- Extracto de la página
Por todo esto, la autoridad de Hilario se afianzaba incluso en Oriente. Aunque obispo latino, fue invitado a tomar parte en el concilio de Seleucia, convocado por Constancio, que buscaba a toda costa la unión religiosa del Imperio con el arrianismo. Con la valentía que da la verdad, defendió en aquella asamblea la divinidad de Jesús y formó parte de la comisión que luego se dirigió a Constantinopla a informar al emperador sobre las discusiones. En Constantinopla se encontraba Saturnino, responsable del destierro de Hilario. El obispo de Poitiers solicitó una audiencia de Constancio para convencer al obispo de Arlés de sus errores, pero le fue negada. Entonces, con una sorprendente entereza de carácter, escribió contra Constancio un enérgico libelo, llamado corrientemente invectiva, en el que le compara con los peores perseguidores de la Iglesia.

- Instrucciones
- A) Responde con brevedad estas preguntas sobre el texto acerca de Hilario de Poitiers:
(i) ¿Qué concilio convocó Constancio?
(ii) ¿Quién se encontraba en Constantinopla y había sido el responsable del destierro de Hilario?
(iii) ¿Con quiénes compara a Constancio el libelo que escribió Hilario?
- B) Redacta una continuación del texto sobre Hilario de Poitiers que arranque después de su última oración.

- Datos proporcionados
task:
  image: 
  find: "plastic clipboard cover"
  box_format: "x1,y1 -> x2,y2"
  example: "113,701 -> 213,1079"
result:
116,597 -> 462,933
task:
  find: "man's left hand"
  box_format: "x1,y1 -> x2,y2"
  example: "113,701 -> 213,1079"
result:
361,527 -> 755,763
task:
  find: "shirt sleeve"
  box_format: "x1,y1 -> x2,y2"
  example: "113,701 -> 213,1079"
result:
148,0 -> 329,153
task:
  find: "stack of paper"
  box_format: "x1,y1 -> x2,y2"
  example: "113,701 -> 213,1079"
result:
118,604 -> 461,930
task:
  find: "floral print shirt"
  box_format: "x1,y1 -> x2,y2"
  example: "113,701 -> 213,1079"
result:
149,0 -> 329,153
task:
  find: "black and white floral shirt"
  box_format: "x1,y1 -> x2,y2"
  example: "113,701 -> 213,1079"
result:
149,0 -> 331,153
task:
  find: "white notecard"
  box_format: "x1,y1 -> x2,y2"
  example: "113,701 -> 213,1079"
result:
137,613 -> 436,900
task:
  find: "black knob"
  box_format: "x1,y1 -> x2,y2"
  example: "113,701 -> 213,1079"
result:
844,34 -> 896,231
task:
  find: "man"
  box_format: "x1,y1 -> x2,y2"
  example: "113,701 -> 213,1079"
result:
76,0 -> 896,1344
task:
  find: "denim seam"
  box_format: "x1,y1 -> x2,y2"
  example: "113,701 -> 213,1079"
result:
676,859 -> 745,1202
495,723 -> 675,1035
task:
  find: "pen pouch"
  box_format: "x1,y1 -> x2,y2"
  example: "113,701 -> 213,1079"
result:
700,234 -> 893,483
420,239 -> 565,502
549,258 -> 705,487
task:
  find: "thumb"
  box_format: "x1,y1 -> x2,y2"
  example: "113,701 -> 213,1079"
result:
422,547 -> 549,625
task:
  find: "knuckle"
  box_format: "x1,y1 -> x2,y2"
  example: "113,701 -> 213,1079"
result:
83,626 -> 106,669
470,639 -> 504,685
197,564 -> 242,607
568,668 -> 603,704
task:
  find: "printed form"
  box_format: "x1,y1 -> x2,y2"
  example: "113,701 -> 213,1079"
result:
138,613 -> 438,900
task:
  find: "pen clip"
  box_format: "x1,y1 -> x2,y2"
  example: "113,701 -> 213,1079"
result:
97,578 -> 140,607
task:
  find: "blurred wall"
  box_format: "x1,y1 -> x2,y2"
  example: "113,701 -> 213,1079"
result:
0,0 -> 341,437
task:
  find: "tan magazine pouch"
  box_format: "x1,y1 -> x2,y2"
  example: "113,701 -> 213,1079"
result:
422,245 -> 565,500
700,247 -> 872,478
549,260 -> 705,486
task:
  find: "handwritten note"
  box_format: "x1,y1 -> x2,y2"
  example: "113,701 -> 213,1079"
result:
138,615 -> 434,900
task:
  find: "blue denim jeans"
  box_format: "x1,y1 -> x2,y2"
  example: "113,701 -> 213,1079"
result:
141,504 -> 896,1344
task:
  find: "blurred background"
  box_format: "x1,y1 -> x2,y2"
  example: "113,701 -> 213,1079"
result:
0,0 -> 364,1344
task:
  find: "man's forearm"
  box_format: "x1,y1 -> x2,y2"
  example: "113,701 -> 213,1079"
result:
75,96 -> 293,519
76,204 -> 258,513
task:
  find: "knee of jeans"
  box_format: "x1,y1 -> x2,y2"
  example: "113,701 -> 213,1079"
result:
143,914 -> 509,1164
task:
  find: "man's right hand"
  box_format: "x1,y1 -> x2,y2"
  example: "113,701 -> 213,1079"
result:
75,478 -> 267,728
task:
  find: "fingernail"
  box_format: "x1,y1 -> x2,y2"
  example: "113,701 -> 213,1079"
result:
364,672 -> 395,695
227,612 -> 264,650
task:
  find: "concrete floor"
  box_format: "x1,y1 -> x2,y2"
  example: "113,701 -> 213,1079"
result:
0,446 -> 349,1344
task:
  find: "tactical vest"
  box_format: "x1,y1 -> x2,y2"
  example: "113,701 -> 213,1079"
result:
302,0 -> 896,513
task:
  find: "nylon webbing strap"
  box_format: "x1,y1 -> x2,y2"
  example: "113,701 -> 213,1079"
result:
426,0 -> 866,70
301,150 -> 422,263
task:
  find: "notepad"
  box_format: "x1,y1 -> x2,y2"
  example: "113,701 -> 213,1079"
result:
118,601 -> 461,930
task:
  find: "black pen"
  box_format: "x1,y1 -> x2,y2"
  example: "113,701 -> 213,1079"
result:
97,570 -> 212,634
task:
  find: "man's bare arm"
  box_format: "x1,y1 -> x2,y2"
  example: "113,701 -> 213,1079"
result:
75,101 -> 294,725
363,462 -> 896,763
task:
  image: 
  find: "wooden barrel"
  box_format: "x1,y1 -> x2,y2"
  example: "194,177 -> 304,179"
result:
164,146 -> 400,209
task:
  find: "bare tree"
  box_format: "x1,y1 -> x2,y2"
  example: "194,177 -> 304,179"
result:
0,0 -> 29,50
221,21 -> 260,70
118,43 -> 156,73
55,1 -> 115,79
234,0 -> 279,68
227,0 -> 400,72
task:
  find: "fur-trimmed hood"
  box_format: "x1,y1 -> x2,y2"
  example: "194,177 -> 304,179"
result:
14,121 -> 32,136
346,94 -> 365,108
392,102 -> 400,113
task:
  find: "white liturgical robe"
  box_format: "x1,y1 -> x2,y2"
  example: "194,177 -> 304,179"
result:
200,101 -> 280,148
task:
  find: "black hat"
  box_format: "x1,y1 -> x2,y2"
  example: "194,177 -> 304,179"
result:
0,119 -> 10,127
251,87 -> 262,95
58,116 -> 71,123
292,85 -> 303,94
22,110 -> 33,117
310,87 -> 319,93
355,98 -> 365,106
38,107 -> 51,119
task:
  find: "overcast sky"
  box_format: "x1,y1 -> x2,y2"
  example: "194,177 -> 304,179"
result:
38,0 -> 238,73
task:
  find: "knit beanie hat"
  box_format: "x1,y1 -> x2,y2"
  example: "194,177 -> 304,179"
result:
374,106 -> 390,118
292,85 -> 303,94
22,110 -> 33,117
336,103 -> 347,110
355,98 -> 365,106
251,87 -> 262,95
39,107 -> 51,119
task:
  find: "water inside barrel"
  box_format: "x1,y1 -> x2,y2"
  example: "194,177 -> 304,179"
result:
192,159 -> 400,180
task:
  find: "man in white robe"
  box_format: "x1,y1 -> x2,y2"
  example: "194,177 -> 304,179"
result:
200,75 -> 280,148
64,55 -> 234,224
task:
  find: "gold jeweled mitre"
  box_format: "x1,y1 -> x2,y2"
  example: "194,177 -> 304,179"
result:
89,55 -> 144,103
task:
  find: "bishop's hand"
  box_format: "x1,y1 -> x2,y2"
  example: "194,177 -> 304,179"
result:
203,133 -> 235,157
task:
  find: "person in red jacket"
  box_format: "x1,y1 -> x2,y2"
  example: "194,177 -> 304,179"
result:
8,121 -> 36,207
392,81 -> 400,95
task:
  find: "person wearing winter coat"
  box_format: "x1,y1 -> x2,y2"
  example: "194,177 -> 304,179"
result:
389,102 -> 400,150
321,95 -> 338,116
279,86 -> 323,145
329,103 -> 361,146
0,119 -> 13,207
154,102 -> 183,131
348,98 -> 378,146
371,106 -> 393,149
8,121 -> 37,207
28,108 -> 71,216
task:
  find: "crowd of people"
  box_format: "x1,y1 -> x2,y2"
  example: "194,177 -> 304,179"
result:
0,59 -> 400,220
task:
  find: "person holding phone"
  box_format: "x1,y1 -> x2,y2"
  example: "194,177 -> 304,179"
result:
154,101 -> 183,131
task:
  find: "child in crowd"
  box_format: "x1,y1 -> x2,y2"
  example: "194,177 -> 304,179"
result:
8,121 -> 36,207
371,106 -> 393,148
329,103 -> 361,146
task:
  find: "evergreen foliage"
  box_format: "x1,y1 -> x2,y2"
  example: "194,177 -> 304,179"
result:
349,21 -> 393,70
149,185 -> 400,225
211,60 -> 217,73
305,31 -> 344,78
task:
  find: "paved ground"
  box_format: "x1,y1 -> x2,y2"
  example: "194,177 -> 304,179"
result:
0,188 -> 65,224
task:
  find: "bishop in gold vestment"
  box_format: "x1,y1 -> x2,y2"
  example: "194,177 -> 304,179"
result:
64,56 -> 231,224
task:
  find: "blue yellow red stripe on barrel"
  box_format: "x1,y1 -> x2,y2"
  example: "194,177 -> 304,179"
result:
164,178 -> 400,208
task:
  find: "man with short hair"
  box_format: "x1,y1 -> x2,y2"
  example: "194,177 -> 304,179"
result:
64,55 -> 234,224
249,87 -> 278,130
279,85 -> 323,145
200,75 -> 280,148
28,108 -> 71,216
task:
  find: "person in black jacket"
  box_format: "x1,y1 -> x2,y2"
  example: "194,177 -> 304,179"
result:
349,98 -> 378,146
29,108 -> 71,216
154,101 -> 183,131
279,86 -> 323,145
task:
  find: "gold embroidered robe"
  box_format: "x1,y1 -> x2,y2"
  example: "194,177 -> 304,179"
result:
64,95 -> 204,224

- Respuestas
- A)
(i) El concilio de Seleucia.
(ii) Saturnino.
(iii) Con los peores perseguidores de la Iglesia.

- B)
Una actitud tan intrépida pareció peligrosísima a los arrianos orientales. Le acusaron, por lo mismo, ante el emperador de perturbador de la paz en Oriente. Constancio, a quien eran molestas las acusaciones de Hilario, dio órdenes al obispo de Poitiers de abandonar la capital del Imperio y tomar el camino de las Galias. Después de cuatro años de destierro entraba en su diócesis (360) en medio del júbilo más indescriptible. La Galia entera, nos cuenta San Jerónimo, abrazó al héroe que volvía del combate victorioso y con la palma en la mano. Como si el Señor quisiera demostrar la santidad del gran obispo, a su llegada a Poitiers, nos dice una tradición que, a ruegos de una madre, volvió a la vida a un niño que acababa de morir sin haber recibido el bautismo.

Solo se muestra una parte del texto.